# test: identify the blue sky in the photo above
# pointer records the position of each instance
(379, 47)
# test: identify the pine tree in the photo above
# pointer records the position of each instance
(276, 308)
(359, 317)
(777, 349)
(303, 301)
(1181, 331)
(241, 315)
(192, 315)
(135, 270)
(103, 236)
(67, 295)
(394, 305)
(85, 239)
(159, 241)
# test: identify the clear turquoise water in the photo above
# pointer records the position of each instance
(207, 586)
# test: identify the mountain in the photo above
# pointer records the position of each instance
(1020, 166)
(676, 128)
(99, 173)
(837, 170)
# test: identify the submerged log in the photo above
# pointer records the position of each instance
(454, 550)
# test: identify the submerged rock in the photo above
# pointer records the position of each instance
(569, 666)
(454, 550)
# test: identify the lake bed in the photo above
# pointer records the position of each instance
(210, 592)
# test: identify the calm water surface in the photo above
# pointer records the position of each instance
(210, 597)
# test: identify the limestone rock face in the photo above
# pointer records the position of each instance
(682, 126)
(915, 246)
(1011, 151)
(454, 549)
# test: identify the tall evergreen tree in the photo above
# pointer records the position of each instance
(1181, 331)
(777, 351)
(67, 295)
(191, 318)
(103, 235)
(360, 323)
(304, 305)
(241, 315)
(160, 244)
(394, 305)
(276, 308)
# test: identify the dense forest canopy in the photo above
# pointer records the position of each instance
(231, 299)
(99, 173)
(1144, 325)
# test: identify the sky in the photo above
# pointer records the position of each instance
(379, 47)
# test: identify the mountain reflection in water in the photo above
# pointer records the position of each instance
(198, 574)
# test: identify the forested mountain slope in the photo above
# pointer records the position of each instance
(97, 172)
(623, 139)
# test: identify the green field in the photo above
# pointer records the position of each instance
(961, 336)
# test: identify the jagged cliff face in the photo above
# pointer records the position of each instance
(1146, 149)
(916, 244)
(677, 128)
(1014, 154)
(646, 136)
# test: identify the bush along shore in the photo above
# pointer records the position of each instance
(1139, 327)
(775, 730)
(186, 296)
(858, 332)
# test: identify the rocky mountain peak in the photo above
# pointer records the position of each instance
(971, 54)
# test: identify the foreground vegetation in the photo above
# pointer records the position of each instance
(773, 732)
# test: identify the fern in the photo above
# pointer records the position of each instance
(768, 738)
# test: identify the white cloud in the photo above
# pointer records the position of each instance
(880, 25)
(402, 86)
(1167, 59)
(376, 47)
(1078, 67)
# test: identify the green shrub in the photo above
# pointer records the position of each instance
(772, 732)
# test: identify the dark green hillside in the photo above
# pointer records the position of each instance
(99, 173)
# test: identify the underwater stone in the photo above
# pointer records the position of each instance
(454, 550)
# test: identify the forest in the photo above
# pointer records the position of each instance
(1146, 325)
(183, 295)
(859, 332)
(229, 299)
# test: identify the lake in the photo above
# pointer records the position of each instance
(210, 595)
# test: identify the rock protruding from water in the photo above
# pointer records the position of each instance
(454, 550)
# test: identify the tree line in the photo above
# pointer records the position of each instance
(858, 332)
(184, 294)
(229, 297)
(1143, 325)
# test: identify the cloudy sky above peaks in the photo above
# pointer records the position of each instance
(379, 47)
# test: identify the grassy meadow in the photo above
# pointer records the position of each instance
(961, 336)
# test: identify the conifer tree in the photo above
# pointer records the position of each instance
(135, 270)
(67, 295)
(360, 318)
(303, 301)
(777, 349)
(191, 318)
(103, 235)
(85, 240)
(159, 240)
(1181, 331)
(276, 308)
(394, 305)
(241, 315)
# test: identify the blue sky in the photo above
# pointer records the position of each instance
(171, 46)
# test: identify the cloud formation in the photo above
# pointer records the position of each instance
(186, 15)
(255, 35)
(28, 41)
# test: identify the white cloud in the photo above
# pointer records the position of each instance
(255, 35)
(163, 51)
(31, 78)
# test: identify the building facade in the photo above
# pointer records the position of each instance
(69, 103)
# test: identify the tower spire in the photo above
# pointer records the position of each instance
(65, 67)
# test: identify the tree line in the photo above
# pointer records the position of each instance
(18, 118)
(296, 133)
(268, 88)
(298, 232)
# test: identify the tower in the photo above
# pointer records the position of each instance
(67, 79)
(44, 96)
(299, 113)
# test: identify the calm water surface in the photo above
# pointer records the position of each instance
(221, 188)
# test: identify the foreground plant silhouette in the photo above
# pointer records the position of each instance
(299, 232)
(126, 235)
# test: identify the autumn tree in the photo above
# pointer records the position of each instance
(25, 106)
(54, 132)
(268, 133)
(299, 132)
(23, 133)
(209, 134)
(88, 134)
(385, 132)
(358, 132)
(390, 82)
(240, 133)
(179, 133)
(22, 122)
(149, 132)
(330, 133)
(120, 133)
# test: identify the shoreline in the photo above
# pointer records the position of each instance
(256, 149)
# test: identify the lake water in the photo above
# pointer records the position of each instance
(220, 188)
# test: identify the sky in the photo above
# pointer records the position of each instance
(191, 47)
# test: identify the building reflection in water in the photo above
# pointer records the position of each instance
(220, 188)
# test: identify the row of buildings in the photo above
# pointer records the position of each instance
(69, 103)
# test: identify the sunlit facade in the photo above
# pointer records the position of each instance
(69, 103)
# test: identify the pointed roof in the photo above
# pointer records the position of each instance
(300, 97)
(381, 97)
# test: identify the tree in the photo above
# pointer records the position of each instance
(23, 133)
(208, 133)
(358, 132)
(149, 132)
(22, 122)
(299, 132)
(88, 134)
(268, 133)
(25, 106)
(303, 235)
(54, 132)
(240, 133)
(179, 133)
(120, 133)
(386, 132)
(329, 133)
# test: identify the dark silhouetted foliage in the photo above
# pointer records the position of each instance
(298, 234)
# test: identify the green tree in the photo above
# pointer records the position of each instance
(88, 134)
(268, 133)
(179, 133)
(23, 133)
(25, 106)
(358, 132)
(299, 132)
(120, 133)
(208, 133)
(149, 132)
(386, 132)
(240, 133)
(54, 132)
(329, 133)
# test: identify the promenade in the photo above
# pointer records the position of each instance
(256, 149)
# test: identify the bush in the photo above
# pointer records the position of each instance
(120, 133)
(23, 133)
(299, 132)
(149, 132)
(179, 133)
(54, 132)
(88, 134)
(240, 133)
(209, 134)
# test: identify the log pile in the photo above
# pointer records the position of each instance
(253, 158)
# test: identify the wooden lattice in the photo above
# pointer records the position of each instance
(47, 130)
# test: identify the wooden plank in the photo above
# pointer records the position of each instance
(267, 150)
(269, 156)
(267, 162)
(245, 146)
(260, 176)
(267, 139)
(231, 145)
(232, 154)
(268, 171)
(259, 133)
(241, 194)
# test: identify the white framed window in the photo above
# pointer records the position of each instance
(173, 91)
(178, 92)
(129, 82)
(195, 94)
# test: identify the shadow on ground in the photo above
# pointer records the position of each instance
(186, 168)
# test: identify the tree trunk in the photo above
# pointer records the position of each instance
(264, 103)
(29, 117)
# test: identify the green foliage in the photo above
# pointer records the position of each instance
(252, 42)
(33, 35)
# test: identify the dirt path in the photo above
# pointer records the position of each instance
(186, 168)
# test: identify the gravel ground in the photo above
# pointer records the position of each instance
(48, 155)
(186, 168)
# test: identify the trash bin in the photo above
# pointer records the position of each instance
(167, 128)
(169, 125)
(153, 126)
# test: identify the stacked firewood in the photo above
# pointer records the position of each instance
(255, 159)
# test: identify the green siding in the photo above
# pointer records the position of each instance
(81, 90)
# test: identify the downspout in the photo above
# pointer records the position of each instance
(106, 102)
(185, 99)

○ ○ ○ ○

> _DIRECTION_:
In the listing above, find the line containing "# test: identify the white framed", then reproduce it and each line after it through the end, exactly and with nothing added.

> _COMPLETED TASK_:
# test: identify the white framed window in the photo above
# pointer records the position of each instance
(173, 91)
(178, 92)
(129, 82)
(195, 94)
# test: identify the shadow on ground in the photo above
# pointer records the position of each instance
(186, 168)
# test: identify the tree trunk in the photo above
# pointer records the position of each instance
(264, 103)
(29, 117)
# test: identify the green foliage in the photo above
# pointer records the position of each instance
(252, 42)
(33, 35)
# test: identify the dirt path in the photo above
# pointer records the position of each instance
(186, 168)
# test: identify the gravel ground in the photo above
# pointer records the position of each instance
(48, 155)
(186, 168)
# test: identify the trash bin in the photo above
# pointer records the position of each instance
(167, 128)
(169, 125)
(153, 126)
# test: identify the stacked firewood in the photo above
# pointer records the position of each instance
(255, 159)
# test: identify the green siding in the photo above
# pointer records the position of each instance
(81, 90)
# test: identify the downspout in the photo above
# pointer records the position of each instance
(106, 102)
(185, 99)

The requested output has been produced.